### Text provided
━━━━━━

</noinclude>

American Soul is an American musical drama television series, created by Jonathan Prince and Devon Greggory, that premiered on February 5, 2019, on BET. The series tells the story of Don Cornelius and the creation of his legendary music and dance program Soul Train and it stars an ensemble cast including Sinqua Walls, Jason Dirden, Iantha Richardson, Christopher Jefferson, Katlyn Nichol, Jelani Winston, and Kelly Price. In April 2019, it was renewed for a second season, which premiered on May 27, 2020.

Premise
American Soul tells the story of Don Cornelius, "his Soul Train dancers, crew and musicians in a cutthroat Hollywood in the 1970s and how they worked, played, rose and fell against the backdrop of the show that was most responsible for the way African-American culture was perceived by the world then."

The first season takes place between the first two seasons of Soul Train between 1971 and 1973. The second season jumps ahead two years later in 1975.

Cast and characters

Main
 Sinqua Walls as Don Cornelius
 Jason Dirden as Gerald Aims
 Jelani Winston as Kendall Clarke (season 1) 
 Christopher Jefferson as Jeffrey "JT" Tucker
 Iantha Richardson as Tessa Lorraine
 Kelly Price as Brianne Clarke
 Katlyn Nichol as Simone Clarke
 India McGee as Flo, a dancer on Soul Train 
 Perri L. Camper as Delores Cornelius, Don's former first wife

Recurring
 Kelly Rowland as Gladys Knight (season 1)
 Shannon Kane as Ilsa Dejarnette, a vindictive lawyer for Motown 
 Javon Johnson as George Johnson, founder of Afro and Ultra Sheen and a close friend of Don's (season 1, guest season 2)
 Jared Warren as Johnnie Cochran
 Phillip Mullings Jr. as Patrick Lorriane, a LAPD detective and husband of Tessa (season 1) 
 Simeon Daise as Reggie Michaels, revolutionary gangster
 Joseph Lee Anderson as Joseph Clarke, a Vietnam veteran, husband of Brianne, and father of Simone and Kendall, who is killed while on a tour of duty in Vietnam
 James Devonti as Brooks Donald, a slightly bigoted business partner of Don's
 Shannon Wallace as Private Nate Barker (season 1)
 Njema Williams as Uncle Pete (season 1)
 Christopher B. Duncan as Ray Bradley (season 2)
 Candace West as TBA, girlfriend of JT, rival of Simone Clarke (season 2)

━━━━━━

### Information supplied
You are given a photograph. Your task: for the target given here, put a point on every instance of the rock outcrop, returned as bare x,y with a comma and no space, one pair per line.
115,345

━━━━━━

### What to produce
Write out, word for word, the stretch of the American Soul article above from "</noinclude>" through "May 27, 2020.".

### Exercise response
</noinclude>

American Soul is an American musical drama television series, created by Jonathan Prince and Devon Greggory, that premiered on February 5, 2019, on BET. The series tells the story of Don Cornelius and the creation of his legendary music and dance program Soul Train and it stars an ensemble cast including Sinqua Walls, Jason Dirden, Iantha Richardson, Christopher Jefferson, Katlyn Nichol, Jelani Winston, and Kelly Price. In April 2019, it was renewed for a second season, which premiered on May 27, 2020.